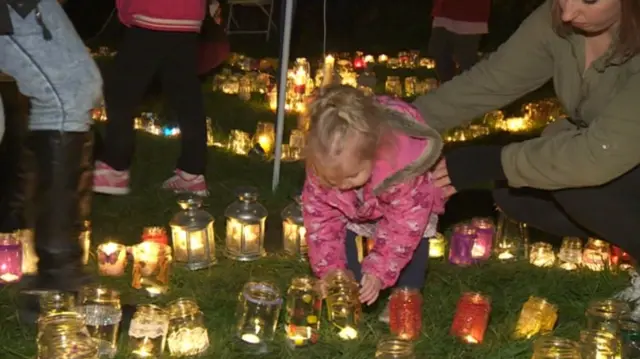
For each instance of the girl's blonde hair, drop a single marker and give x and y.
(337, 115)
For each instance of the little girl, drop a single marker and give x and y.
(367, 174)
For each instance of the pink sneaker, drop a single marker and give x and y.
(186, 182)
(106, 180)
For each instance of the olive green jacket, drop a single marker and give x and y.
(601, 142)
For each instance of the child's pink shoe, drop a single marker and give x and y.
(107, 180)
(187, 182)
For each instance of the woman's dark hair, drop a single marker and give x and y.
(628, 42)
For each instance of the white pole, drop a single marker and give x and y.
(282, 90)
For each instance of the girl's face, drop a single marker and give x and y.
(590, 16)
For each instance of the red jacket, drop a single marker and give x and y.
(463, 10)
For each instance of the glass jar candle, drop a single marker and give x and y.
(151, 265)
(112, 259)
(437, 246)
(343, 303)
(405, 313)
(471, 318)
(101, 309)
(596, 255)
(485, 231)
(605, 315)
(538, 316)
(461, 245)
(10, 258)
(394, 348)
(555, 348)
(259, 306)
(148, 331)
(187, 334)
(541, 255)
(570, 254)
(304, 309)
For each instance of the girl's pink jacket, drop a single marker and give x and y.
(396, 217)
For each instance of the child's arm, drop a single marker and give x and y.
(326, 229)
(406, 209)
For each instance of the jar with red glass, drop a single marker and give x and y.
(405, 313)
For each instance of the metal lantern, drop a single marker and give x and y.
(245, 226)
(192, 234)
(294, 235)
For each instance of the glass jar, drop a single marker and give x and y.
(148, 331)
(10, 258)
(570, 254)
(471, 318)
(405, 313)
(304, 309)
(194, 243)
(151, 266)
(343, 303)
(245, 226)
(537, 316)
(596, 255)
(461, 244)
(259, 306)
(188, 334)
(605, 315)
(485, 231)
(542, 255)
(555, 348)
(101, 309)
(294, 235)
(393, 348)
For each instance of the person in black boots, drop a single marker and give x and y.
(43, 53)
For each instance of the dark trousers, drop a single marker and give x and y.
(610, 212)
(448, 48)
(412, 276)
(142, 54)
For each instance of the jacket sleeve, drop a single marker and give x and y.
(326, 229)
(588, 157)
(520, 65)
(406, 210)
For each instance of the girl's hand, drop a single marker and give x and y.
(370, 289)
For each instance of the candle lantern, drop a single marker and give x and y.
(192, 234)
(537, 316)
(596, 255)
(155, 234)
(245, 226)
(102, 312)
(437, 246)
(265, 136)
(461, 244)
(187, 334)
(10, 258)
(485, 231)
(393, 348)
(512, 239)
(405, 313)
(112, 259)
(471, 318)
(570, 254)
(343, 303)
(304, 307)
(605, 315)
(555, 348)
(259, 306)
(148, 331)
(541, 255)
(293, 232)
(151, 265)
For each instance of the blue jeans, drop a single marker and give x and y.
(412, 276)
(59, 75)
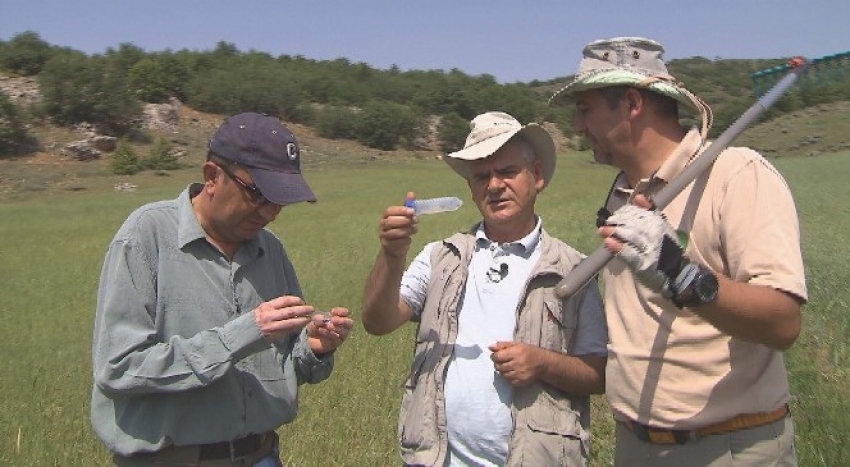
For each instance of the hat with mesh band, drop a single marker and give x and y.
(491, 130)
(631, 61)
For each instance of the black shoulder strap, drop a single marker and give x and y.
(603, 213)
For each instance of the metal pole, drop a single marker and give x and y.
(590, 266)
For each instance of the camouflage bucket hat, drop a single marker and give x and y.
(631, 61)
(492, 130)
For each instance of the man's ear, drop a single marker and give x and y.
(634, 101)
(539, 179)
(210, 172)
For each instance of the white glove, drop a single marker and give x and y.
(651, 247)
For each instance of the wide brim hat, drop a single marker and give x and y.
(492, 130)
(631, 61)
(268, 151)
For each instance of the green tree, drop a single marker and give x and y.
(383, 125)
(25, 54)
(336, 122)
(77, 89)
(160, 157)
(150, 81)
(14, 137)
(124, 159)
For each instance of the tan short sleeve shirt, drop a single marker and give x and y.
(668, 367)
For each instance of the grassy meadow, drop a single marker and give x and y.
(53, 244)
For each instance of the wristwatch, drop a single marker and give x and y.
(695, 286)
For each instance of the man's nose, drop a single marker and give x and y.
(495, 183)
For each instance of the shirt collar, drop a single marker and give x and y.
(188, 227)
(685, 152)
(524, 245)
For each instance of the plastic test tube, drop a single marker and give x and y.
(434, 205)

★ ★ ★ ★

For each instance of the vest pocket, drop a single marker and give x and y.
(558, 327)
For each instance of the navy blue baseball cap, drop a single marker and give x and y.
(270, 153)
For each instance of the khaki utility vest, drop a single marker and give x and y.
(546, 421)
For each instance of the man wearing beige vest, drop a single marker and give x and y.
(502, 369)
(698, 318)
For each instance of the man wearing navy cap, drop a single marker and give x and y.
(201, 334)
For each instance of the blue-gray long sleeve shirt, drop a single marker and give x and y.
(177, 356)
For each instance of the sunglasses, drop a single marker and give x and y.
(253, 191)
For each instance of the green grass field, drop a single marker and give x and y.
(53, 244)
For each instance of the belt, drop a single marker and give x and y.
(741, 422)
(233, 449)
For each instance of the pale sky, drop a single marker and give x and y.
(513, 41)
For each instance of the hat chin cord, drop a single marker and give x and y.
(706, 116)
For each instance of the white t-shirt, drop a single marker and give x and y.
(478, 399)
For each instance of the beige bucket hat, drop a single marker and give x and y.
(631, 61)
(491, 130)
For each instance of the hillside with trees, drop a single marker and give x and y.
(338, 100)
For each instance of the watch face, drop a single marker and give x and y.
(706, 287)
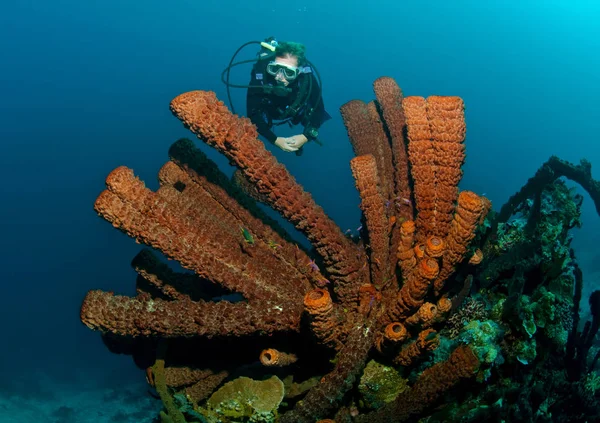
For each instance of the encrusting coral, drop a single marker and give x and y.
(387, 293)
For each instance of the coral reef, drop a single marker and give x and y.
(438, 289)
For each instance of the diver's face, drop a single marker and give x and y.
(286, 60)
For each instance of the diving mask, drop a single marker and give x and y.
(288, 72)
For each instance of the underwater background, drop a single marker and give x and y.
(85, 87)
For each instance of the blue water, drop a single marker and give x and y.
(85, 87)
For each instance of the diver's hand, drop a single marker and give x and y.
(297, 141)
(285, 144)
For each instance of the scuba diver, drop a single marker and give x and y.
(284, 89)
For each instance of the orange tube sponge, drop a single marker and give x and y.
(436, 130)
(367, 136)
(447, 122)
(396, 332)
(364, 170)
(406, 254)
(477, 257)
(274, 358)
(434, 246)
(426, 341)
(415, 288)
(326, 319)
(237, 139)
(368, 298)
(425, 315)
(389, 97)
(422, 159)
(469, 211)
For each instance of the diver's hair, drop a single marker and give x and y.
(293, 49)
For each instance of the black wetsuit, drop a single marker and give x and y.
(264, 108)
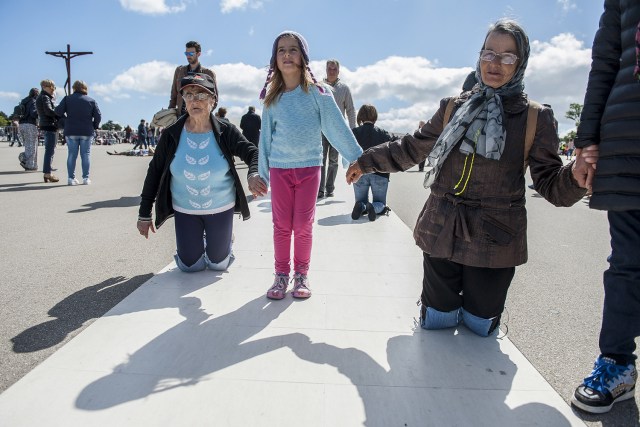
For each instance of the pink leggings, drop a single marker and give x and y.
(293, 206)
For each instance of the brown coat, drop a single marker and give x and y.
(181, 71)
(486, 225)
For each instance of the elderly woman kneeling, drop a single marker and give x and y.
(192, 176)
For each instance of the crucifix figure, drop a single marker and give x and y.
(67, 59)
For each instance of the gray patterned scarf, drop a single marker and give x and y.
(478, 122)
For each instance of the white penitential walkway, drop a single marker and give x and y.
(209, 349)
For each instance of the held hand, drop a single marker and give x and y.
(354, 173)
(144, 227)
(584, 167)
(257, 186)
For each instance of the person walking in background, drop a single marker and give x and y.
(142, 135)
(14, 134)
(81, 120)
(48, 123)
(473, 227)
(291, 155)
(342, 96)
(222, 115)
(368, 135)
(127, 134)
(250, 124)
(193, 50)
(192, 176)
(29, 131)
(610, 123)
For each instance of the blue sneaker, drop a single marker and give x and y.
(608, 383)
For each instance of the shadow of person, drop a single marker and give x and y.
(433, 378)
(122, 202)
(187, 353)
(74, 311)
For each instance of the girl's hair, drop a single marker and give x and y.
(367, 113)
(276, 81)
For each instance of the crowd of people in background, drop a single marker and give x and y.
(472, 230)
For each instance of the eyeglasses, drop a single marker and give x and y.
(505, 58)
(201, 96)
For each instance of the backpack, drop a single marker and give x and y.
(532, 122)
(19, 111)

★ ★ ★ ★

▶ TASK DESCRIPTION:
Count the lines of the records that contain the word "background", treating uppercase and lowercase as different, and give only the number.

▶ CORRECT ANSWER:
3